- [Task goal]
Answer these questions about the discussion excerpt:
1. What one-word reply does Keith Thompson give to the subject line?
2. According to Keith Thompson, what phrase does "Goodbye, " << "Planet!" contrast with?
3. What date and time are shown for Chris Vine's post?

- [Document segment]
•••••

Keith Thompson <kst-u@mib.org>: Jun 29 02:23PM -0700

> Subject: Re: What does C++ say about climate change?
 
Nothing.
 
> »"Goodbye, " << "Planet!"«
 
> n4800, 28.10.3.4 Member functions [syncstream.osyncstream.members]
 
In context, it's simply a phrase in contrast to "Hello, World!".
 
--
Keith Thompson (The_Other_Keith) kst-u@mib.org <http://www.ghoti.net/~kst>
Will write code for food.
void Void(void) { Void(); } /* The recursive call of the void */
Chris Vine <chris@cvine--nospam--.freeserve.co.uk>: Jun 29 10:36PM +0100

On 29 Jun 2019 12:09:08 GMT
 
> n4800, 28.10.3.4 Member functions [syncstream.osyncstream.members]
 
> (It might sound cynical, but when people are driving
> 90 miles an hour down a dead-end road what else is left?)

•••••

- [Extracted entries]
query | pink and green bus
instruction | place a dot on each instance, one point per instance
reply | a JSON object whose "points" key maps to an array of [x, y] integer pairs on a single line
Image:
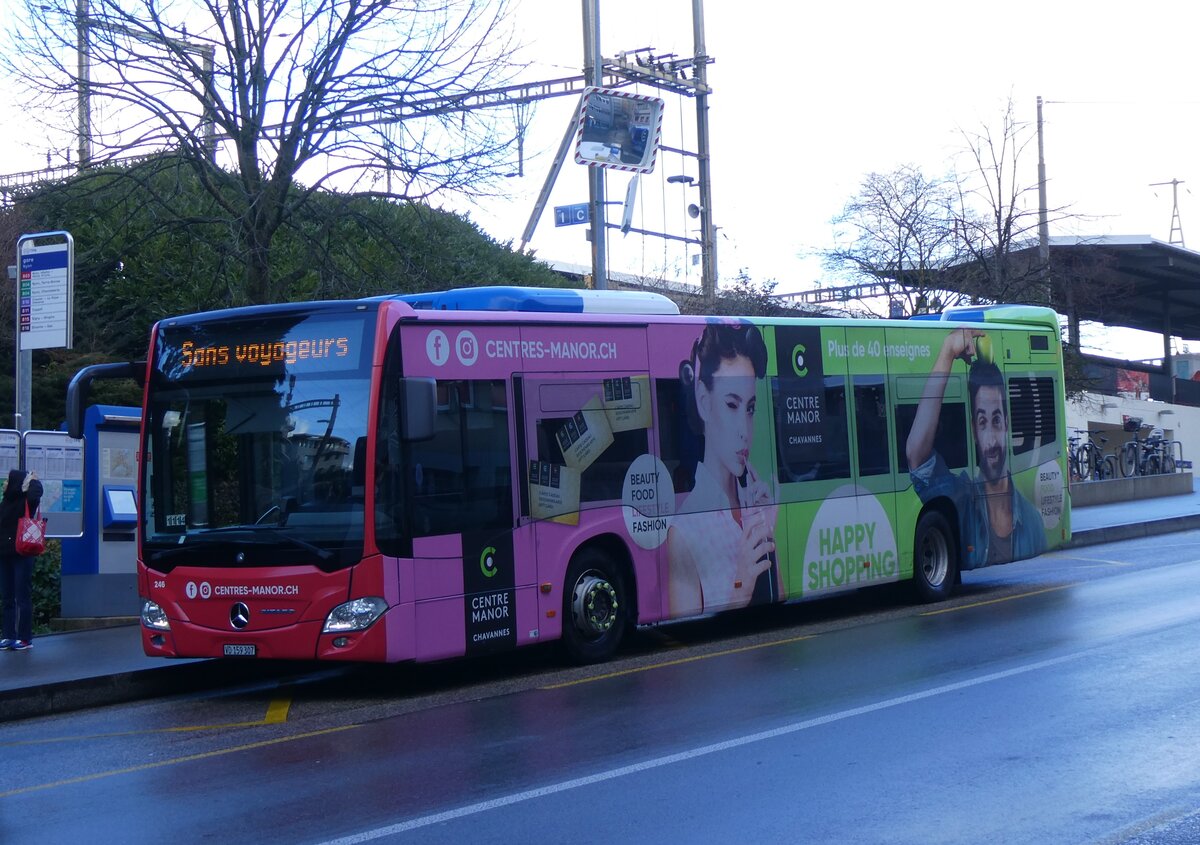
{"points": [[437, 475]]}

•••••

- [Solution for this problem]
1. Nothing.
2. "Hello, World!"
3. Jun 29 10:36PM +0100